■ Problem description
An exact transcription of all the records, free of pictures, is the expected answer.
##### Data supplied
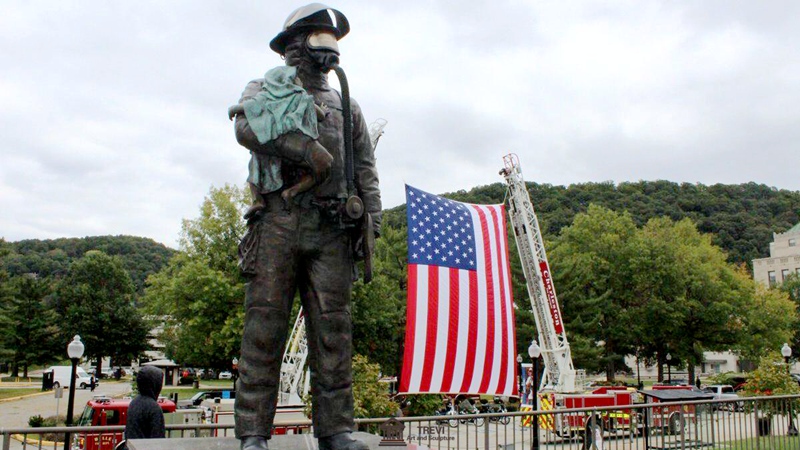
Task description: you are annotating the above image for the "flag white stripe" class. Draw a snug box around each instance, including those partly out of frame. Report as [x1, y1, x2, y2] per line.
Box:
[469, 207, 487, 394]
[486, 205, 503, 393]
[499, 217, 516, 394]
[430, 266, 450, 392]
[450, 268, 470, 392]
[408, 267, 428, 392]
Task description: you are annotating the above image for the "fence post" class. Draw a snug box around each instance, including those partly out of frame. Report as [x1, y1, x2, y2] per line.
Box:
[754, 401, 760, 450]
[484, 415, 489, 450]
[2, 431, 10, 450]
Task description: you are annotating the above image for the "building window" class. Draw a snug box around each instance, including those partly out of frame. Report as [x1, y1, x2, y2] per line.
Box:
[790, 238, 797, 247]
[768, 271, 777, 286]
[783, 269, 790, 281]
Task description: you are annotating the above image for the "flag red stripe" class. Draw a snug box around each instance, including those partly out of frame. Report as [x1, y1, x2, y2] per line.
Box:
[459, 270, 479, 393]
[491, 207, 510, 394]
[475, 207, 496, 393]
[441, 267, 459, 392]
[399, 264, 418, 393]
[419, 265, 439, 392]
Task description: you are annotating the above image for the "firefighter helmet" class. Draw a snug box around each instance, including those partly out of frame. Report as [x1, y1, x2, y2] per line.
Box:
[270, 3, 350, 55]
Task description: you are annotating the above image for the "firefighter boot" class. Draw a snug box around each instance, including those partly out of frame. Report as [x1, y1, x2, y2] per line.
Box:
[240, 436, 268, 450]
[317, 432, 368, 450]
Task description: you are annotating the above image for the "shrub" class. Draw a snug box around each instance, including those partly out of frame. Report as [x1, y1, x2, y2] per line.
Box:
[28, 415, 44, 427]
[741, 354, 800, 417]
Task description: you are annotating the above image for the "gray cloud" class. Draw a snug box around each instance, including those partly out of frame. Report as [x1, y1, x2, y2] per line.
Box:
[2, 0, 799, 247]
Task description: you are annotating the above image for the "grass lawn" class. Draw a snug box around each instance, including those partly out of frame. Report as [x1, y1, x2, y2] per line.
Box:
[200, 379, 236, 388]
[0, 388, 41, 400]
[716, 436, 800, 449]
[1, 376, 43, 382]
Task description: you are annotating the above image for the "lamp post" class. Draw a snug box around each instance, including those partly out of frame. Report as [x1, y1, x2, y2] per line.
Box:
[666, 353, 672, 384]
[528, 340, 541, 450]
[781, 343, 797, 436]
[64, 335, 85, 450]
[232, 357, 239, 390]
[517, 354, 524, 399]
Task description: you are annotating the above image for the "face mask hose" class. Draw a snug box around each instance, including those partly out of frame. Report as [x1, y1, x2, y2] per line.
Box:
[332, 64, 363, 221]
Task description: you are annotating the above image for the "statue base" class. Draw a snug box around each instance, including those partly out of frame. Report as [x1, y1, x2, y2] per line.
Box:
[127, 432, 399, 450]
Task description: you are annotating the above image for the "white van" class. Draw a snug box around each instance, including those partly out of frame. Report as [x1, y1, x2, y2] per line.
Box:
[47, 366, 95, 389]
##########
■ Exercise solution
Task description: you are annotating the above image for the "flag white stripe" class. Draw a snug box around each instance, including those partly out of frame. Report as [x1, y1, x2, y2] per line.
Box:
[469, 207, 487, 394]
[486, 205, 503, 393]
[499, 217, 516, 394]
[430, 266, 450, 392]
[450, 268, 470, 392]
[408, 267, 428, 392]
Task description: you are annotating the above image for the "fence post" class. Draw a snug box around each instance, including those partly out of frame. Report as [x1, y1, x2, y2] per line.
Box:
[754, 401, 760, 450]
[484, 415, 489, 450]
[2, 431, 10, 450]
Task description: you are annotating the above image for the "building window" class. Draw a snug box around each instance, including those partly out of frame. Report as [x1, y1, x2, y2] per line.
Box:
[790, 238, 797, 247]
[768, 271, 777, 286]
[783, 269, 790, 281]
Task description: you are annotating the above image for the "flag red stripe" class. Draw a snug box around each instance, including those partly out of frame. Report as [x1, y1, x2, y2] per line.
Box:
[459, 270, 479, 393]
[491, 207, 510, 394]
[475, 207, 496, 393]
[441, 267, 459, 392]
[399, 264, 418, 393]
[419, 265, 439, 392]
Task description: you are annotating the above image for the "firefighter helmet" class. Draw a snug box around each instance, including those partly out of frame. Report as [x1, y1, x2, y2] per line.
Box:
[270, 3, 350, 55]
Task description: you are annotating the above image for the "firefighter boot" class. Draw a snug box around each instance, including those partly out of frame. Report as [x1, y1, x2, y2] per line.
Box:
[240, 436, 268, 450]
[317, 432, 368, 450]
Task description: you are annotating the above image for the "shrub" class. Draw a snug box around each instance, including those partly out of frame. Report as [x1, y1, x2, y2] per line.
Box:
[28, 415, 44, 427]
[741, 354, 800, 417]
Task description: you are annotating the above image for the "gray cloud" class. Draw a snug box around each instance, including those partly out of frame. Report as [x1, y1, x2, y2] per line.
Box:
[2, 0, 799, 247]
Task description: you are annotating the above image for the "grass lawn" class. Draw a snug box around each instance, including those partly out of frame. Report as [x1, y1, x2, y2] per line.
Box:
[200, 379, 236, 388]
[0, 388, 41, 400]
[716, 436, 800, 449]
[1, 376, 43, 382]
Task description: you are annotating the above image for the "lamp post" class. Draw a snug box around each instance, including those partly out of frame. Report as [x1, y1, x2, y2] per line.
Box:
[666, 353, 672, 384]
[528, 340, 541, 450]
[781, 343, 797, 436]
[64, 335, 85, 450]
[232, 357, 239, 390]
[517, 354, 524, 399]
Task description: you are annotating the above image for the "face mask hose" class. Draw a snug box around each instance, including those partly out of frame. Report as [x1, y1, x2, y2] per line.
Box:
[332, 64, 363, 221]
Task description: you are annotating the above image for the "statue base" class. Draw a snug box around each instance, including those partly out of frame. Report as [x1, y1, x2, y2] per line.
Box:
[127, 432, 399, 450]
Task description: you are annotating the above image for the "white van" class. Draw a snug box around each instance, including those partly out of frame. Report as [x1, y1, x2, y2] per line.
Box:
[47, 366, 95, 389]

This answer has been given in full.